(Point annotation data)
[Begin]

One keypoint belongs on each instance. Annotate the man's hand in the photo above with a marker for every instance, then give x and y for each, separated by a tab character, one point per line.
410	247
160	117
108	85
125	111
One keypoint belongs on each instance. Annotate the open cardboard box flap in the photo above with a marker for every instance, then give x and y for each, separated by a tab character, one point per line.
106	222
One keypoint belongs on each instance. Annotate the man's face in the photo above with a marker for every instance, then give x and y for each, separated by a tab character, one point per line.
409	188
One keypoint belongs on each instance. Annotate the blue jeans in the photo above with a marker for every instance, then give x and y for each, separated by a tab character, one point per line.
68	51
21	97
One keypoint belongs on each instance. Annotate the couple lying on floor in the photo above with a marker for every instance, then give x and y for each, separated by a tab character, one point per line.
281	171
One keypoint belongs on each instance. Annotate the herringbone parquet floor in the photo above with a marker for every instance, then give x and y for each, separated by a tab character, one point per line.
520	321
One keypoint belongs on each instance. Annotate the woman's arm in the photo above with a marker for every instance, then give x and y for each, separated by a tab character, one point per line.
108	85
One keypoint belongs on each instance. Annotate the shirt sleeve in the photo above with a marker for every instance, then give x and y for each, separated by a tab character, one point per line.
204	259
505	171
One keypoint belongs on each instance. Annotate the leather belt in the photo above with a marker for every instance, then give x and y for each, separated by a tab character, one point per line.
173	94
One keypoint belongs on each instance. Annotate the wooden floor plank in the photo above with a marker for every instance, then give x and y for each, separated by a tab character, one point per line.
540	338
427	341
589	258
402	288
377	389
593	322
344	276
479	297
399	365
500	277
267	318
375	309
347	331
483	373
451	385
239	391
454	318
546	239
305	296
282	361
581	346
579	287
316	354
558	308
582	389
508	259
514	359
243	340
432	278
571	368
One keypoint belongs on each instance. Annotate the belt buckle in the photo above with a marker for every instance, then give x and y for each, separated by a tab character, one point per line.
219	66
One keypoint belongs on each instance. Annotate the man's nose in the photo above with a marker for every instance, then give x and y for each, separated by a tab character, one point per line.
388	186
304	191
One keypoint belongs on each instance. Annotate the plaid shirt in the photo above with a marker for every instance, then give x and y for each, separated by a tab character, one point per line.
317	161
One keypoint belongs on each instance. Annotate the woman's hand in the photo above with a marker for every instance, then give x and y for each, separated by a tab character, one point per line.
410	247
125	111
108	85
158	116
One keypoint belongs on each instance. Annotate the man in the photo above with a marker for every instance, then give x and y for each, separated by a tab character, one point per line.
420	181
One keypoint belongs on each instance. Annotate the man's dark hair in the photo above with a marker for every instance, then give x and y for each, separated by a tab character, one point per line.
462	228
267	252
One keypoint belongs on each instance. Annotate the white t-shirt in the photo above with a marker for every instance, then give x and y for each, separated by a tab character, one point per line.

[End]

Work to complete - Copy out the records above verbatim, from the line containing "One keypoint belongs on each instance. Annotate the plaid" through the last line of the records, including both ends.

Reply -
One keypoint belongs on each instance. Annotate the plaid shirt in the photo above with a marker for every instance, then give x and y for each, separated by a tab character, one point per line.
317	161
One keypoint belongs on each instance. Annotate the woman's hand in the photo above with a marker for every instance, then give x and y for each, separated by a tab character, one point per line.
410	247
125	111
108	85
158	116
One keypoint belongs on each instance. Annotate the man in the photo above with a marker for every instance, then give x and y for each, separated by a tab character, one point per line.
420	181
One keypoint belongs on each instance. Annotate the man's dark hair in the photo above with a marker for every instance, then give x and y for each, separated by a tab character, one point per line.
462	228
267	252
One keypoint belongs on each instance. Annotate the white t-shirt in the photo above with a marker for every instance, then give x and y for each, separated by a tab character, one point per line.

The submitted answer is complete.